• _Problem description_: Every record must appear in the response exactly as given.

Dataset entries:
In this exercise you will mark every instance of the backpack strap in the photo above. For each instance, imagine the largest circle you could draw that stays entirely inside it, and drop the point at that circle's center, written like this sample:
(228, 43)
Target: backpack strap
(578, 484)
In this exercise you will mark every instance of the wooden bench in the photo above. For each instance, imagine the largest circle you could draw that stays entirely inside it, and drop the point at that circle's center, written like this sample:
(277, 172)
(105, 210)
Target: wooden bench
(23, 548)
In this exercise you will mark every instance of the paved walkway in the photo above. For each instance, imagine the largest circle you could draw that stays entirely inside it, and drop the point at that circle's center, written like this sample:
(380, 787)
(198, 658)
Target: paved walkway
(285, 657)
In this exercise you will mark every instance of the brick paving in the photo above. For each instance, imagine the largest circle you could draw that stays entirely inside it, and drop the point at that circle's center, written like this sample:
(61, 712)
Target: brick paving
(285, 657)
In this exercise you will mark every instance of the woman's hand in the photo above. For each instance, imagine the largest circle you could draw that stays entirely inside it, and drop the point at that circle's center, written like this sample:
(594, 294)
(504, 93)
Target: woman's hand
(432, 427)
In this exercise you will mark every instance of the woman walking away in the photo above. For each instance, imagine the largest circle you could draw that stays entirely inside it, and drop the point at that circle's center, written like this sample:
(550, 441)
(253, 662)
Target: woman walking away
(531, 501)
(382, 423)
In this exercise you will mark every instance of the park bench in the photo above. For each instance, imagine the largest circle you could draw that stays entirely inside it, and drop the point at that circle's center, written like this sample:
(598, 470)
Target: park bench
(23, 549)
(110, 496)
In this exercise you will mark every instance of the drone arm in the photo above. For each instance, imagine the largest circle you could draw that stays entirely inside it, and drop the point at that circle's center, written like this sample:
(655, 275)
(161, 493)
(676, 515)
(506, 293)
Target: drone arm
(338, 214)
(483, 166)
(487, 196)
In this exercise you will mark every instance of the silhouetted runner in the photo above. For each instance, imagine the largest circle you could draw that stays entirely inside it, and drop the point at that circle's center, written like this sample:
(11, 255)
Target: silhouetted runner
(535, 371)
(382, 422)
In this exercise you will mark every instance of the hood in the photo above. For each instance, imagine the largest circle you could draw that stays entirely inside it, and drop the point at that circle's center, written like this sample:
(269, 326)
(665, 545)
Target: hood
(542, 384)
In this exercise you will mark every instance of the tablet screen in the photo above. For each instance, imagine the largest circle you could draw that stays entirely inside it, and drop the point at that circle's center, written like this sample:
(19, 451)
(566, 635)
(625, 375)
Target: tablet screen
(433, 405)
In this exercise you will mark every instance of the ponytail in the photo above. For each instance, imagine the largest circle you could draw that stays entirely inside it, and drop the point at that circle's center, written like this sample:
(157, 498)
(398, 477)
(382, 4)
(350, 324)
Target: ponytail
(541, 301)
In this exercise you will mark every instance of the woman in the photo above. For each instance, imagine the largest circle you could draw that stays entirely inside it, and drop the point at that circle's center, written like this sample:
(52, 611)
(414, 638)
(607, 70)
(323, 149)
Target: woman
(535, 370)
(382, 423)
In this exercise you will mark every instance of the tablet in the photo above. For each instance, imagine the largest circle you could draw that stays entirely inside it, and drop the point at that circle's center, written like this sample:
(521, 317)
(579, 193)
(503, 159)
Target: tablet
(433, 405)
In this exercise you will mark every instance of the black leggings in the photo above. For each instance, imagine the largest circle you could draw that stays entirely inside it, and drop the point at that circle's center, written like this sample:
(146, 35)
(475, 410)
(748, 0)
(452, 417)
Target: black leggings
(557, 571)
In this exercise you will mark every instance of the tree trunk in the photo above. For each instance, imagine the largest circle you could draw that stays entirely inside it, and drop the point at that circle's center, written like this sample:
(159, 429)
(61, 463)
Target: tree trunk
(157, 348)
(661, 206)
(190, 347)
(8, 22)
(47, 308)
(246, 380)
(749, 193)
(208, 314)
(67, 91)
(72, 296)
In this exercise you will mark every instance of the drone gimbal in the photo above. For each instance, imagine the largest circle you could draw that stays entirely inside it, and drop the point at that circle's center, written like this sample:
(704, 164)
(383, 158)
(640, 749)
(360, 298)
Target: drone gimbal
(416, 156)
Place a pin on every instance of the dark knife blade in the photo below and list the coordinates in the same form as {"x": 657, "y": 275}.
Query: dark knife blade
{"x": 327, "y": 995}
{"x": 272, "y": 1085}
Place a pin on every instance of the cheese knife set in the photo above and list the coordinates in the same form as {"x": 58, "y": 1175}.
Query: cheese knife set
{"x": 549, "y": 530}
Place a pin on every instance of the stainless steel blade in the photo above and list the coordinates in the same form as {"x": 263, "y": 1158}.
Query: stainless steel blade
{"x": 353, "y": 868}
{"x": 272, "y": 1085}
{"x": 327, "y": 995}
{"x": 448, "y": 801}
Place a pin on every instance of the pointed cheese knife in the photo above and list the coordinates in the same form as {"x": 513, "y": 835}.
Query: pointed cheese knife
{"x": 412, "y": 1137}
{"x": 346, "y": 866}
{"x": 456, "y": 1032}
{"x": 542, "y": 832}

• _Answer to the problem_:
In this exercise you will mark every instance of the backpack strap in the photo above. For each instance, imagine the largest circle you could draw that stays entirely inside it, and drop the point at that circle's center, written like this sample:
(228, 43)
Target: backpack strap
(578, 484)
In this exercise you will mark every instance of the wooden bench in the photo above. For each instance, imagine the largest circle you could draw that stays entirely inside it, and drop the point at that circle's center, written like this sample:
(277, 172)
(105, 210)
Target: wooden bench
(23, 548)
In this exercise you will mark every instance of the paved walkway in the photo above. For each instance, imagine the largest circle you could draw that stays entirely inside it, and drop the point at that circle's center, written like this sample:
(380, 787)
(198, 658)
Target: paved walkway
(285, 657)
In this exercise you will mark every instance of the brick paving in the photo above. For each instance, imagine the largest circle you could draw that stays entirely inside it, and drop the point at that circle's center, written like this sample:
(61, 712)
Target: brick paving
(285, 657)
In this exercise you will mark every instance of the woman's hand in the photo above. For each instance, imagine the largest circle you could draw that stays entirely inside it, and drop the point at that circle's center, written like this sample:
(594, 294)
(504, 93)
Target: woman's hand
(432, 427)
In this exercise you will mark every instance of the woman walking away in the photo above. For each instance, imagine the largest circle you could draw that stays entirely inside it, and drop the point at that circle's center, written like this sample:
(550, 441)
(253, 662)
Target: woman walking away
(531, 501)
(382, 423)
In this exercise you will mark every instance of the park bench in the photo above. For each instance, imagine the largest circle you could draw that stays entirely inside it, and drop the point at that circle's center, written like this sample:
(598, 470)
Target: park bench
(23, 549)
(110, 496)
In this exercise you will mark every instance of the drone arm in the photo above. For each instance, imagine the largest circle you could draw that stays entirely inside it, and drop the point at that circle's center, written like this sample:
(655, 275)
(161, 493)
(676, 515)
(506, 293)
Target: drone arm
(338, 214)
(483, 166)
(487, 196)
In this exercise you will mark every instance of the silhouetted runner in the photo above. For each instance, imagine the largest circle you could draw that stays entirely inside it, and drop the point at that circle's center, written like this sample:
(11, 255)
Target: silhouetted runner
(535, 371)
(382, 422)
In this exercise you will mark every instance of the hood in the photo above. For each instance, imagine the largest circle you could draw that stays entirely inside it, and drop the point at that circle's center, written like this sample:
(269, 326)
(665, 545)
Target: hood
(542, 384)
In this exercise you will mark every instance of the tablet screen in the photo above. For each instance, imagine the largest circle you could draw that stays entirely inside it, and drop the point at that circle's center, written like this sample:
(19, 451)
(566, 635)
(625, 375)
Target: tablet screen
(433, 405)
In this exercise you will mark every instance of the ponytail in the photo above. For each instance, imagine the largest circle you could draw that stays entirely inside it, and drop the point at that circle's center, written like this sample:
(157, 498)
(398, 477)
(382, 4)
(350, 324)
Target: ponytail
(541, 301)
In this exercise you will mark every instance of the woman in the photo above. For each instance, imagine the largest circle you could draw that stays entirely inside it, and drop the point at that circle's center, written like this sample:
(52, 611)
(414, 638)
(607, 70)
(323, 149)
Target: woman
(535, 370)
(382, 423)
In this exercise you will mark every instance of the tablet in the photo above. For each instance, imagine the largest circle you could draw that stays entirely inside it, and drop the point at that circle's center, written like this sample:
(521, 317)
(579, 193)
(503, 159)
Target: tablet
(433, 405)
In this exercise you will mark every instance of the black leggings in the photo above. For each instance, imagine the largest circle you could draw that stays entirely inside it, and drop the point at that circle's center, written like this sample:
(146, 35)
(475, 410)
(748, 0)
(452, 417)
Target: black leggings
(557, 571)
In this exercise you will mark every instance of the tree trunk in the photo above. For each instance, imagine the largest circle you could draw that stays entirely inside it, and drop the point at that circle's center, written like this sample:
(159, 429)
(61, 463)
Target: tree trunk
(157, 348)
(661, 206)
(190, 347)
(8, 22)
(47, 308)
(246, 380)
(749, 193)
(208, 314)
(67, 91)
(72, 296)
In this exercise you will mark every instance of the drone gimbal in the photo above. For each instance, imagine the largest circle you could draw that stays entirely inside it, and drop the point at that circle's center, written like this sample:
(704, 164)
(383, 158)
(640, 749)
(360, 298)
Target: drone gimbal
(416, 156)
Place a pin on every instance of the dark knife blade in the photo below and list the coordinates in the same form as {"x": 657, "y": 275}.
Query: dark knife blade
{"x": 327, "y": 995}
{"x": 272, "y": 1085}
Place a pin on every instance of the cheese knife set in the photo above and list the coordinates in the same form as {"x": 58, "y": 1175}.
Query: cheese knife set
{"x": 549, "y": 530}
Place a pin on every instance of the stainless steel blade in the photo above and list the coordinates in the same form as {"x": 263, "y": 1158}.
Query: stainless steel blade
{"x": 353, "y": 868}
{"x": 272, "y": 1085}
{"x": 327, "y": 995}
{"x": 448, "y": 801}
Place a pin on every instance of the pointed cheese knife in the photo above and list the coordinates in the same form as {"x": 513, "y": 835}.
Query: pointed cheese knife
{"x": 412, "y": 1137}
{"x": 346, "y": 866}
{"x": 456, "y": 1032}
{"x": 542, "y": 832}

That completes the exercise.